[[ SELECTED TEXT open ]]
Arts & Humanities Faculty Research in the time of COVID-19

April 16, 2020
Letha Ch'ien

Letha Ch'ien, Professor of Art History

When did you first start thinking about COVID-19? I mean beyond responding to it in your daily life, sheltering in place, and in your professional life, reconfiguring your classes for remote instruction?

I began hearing from friends, particularly those living in NYC, about hate crimes against Asians and Asian Americans and realized ethnic scapegoating was happening yet again in the history of the world. As a late medievalist and early modern scholar of Venetian art, plague is a recurring factor. Giorgione and Titian among other artists died of plague. Venice developed a number of healthcare practices in response to recurrent disease. Perhaps most famous among them now is 'quarantine.' I have visited some of the Lazzaretti islands, islands where Venice quarantined incoming ships – and often purloined some of the goods. I think about state sanctioned theft with reports of hospital PPE orders seized by federal power.

COVID-19 offers an opportunity to rethink cultural assumptions and habitual practices, but like every opportunity, what happens next could be better or worse. Humanities trains us to think about human values and how cultures operate. Decisions that seem irrational by economic measurement or 'self-interest' are revealed to be logical when examined through values like identity, community, and heritage. My hope is that we will be able to have a conversation about what we want the world to be and start taking the steps to refashion it.

What were the research questions you were asking beforehand and when did you first start connecting COVID-19 to these questions?

I've long been interested in multi-ethnic societies and how stability can be achieved through ideology despite ongoing racism, xenophobia, and legalized inequality. Venice is such an odd case. As an early modern international entrepôt, the state was entirely dependent on a foreign and heterogeneous population, both transient and resident. COVID-19 makes us think about the Other continuously. People are experiencing the unsettling realization that the Other has become nearly everyone. Now anyone who doesn't live in your house is a potential threat. That includes family members, lovers, co-workers, those we are accustomed to trusting and viewing as 'same,' not potential transmitters of a 'foreign' virus.

The swiftness of travel bans globally and the sudden halt to relatively free movement is connected to fear of the Other. Movements of people was also an early modern concern. In addition to anxiety around falsified identity, Early Modern Europe greatly feared the stranger bearing contagion. These fears usually expressed themselves in racist ways e.g., Jews accused of poisoning holy water in Christian churches. The term "Chinese virus" is a way of identifying the virus as a foreign agent, a contagion from elsewhere. It allows for a simplistic us vs. them/ local vs. foreign conceptualization of virology and contagion. My research looks at alterity, how the concept of 'the Other' was formed and used in Venice, an international and diverse city that nonetheless practiced and legalized prejudice and racism. As an Asian person myself, the resurgence of yellow peril violence is yet another reminder that tolerance is a conditional state.
[[ SELECTED TEXT closed ]]
## PROMPT 1
In the Letha Ch'ien interview, condense the paragraph beginning "COVID-19 offers an opportunity" into a shorter version that keeps its main points.
## PROMPT 2
Quote the Letha Ch'ien interview word for word between "I began hearing" and "by federal power.", inclusive.
## PROMPT 3
Write what comes next in the Letha Ch'ien interview, picking up after its final sentence.
[[ DATA FOR REVIEW open ]]
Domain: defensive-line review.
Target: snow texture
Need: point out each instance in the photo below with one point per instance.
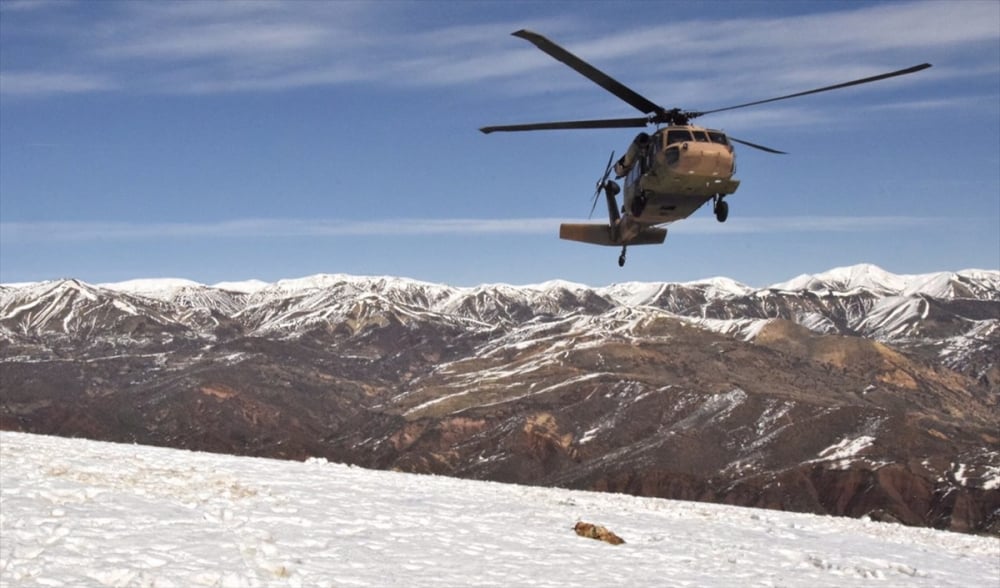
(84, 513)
[[ DATA FOR REVIEW closed ]]
[[ DATA FOR REVIEW open ]]
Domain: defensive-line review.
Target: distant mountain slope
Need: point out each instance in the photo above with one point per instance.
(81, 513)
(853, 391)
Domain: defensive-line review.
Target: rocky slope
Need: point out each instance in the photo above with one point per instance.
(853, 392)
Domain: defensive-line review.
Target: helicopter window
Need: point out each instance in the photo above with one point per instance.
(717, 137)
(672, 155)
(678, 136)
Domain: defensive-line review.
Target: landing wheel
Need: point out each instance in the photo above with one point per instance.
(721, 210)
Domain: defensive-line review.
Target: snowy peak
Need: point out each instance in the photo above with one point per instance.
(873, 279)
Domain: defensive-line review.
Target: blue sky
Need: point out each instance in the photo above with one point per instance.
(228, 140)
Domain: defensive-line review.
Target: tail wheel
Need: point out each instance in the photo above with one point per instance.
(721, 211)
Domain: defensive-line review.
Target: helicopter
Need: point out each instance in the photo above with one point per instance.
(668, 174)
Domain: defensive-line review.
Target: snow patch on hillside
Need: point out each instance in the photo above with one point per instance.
[[ DATA FOR REVIEW closed ]]
[[ DATA FOR REVIEW open ]]
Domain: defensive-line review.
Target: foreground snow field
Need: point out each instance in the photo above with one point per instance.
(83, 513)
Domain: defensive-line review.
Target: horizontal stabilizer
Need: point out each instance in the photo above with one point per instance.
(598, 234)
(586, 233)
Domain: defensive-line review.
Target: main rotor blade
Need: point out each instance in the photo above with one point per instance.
[[ DATA FOR REVIEW closed ]]
## EXERCISE RESULT 1
COVID-19 is a chance to rethink cultural assumptions and habits, and the outcome could be better or worse. The humanities teach how values and cultures work and show that choices that look irrational by economic or self-interested measures make sense when seen through identity, community, and heritage. The hope is for a conversation about the world we want and steps toward reshaping it.

## EXERCISE RESULT 2
I began hearing from friends, particularly those living in NYC, about hate crimes against Asians and Asian Americans and realized ethnic scapegoating was happening yet again in the history of the world. As a late medievalist and early modern scholar of Venetian art, plague is a recurring factor. Giorgione and Titian among other artists died of plague. Venice developed a number of healthcare practices in response to recurrent disease. Perhaps most famous among them now is 'quarantine.' I have visited some of the Lazzaretti islands, islands where Venice quarantined incoming ships – and often purloined some of the goods. I think about state sanctioned theft with reports of hospital PPE orders seized by federal power.

## EXERCISE RESULT 3
What questions do you think you’ll be asking six months from now?

I'm thinking about cultural change. One of the interesting things about teaching research projects is learning what the Zeitgeist questions are. Five years ago students asked a lot of research questions about fame and notoriety. They wanted to know how something became known. This year most of my students are doing research projects about cultural change. They want to know why something stopped and why something else started and why it was that particular new thing that happened and not something else. What I would like to know is what happens next. We hear a lot about how a pandemic reveals the worst and best of us, but what happens after?

We already know what we fear: increased government surveillance, the end of democracies as autocrats seize control during an emergency, the loss of independent arts organizations and smaller scaled human projects. Will our fears come to pass or will we be able to generate solutions and implement them?

The great cultural struggle of the 21st century has been over globalism. With COVID-19 its benefits and detriments are obvious. The social and economic stratification is magnified during shelter in place orders. Movement of people aids transmission of disease, but the movement of goods and knowledge is crucial to managing the virus. This mismatch of desired but dangerous physical movement and begrudgingly accepted intellectual movement transmitted through electronic means is causing great cultural confusion embedded in how we defined community, ours, and the foreign, the Other.